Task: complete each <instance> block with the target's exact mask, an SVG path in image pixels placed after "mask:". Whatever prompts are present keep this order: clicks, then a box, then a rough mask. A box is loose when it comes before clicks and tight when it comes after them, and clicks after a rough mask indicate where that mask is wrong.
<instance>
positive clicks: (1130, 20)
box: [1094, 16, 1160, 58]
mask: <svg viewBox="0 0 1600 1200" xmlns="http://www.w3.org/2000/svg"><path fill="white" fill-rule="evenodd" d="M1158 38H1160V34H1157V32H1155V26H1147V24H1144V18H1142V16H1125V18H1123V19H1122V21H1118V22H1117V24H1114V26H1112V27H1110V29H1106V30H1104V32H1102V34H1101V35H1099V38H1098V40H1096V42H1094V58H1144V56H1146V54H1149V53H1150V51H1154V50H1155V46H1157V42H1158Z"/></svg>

- Exercise directions -
Lines from the beginning of the data above through the line containing "positive clicks: (1130, 20)" are to be returned exactly, and no others.

- Exercise response -
Task: complete each <instance> block with the target's exact mask, an SVG path in image pixels placed after "mask:". Whatever prompts are present keep this order: clicks, then a box, then a rough mask. A box is loose when it comes before clicks and tight when it comes after them, and clicks after a rough mask indicate where that mask is wrong.
<instance>
positive clicks: (1130, 20)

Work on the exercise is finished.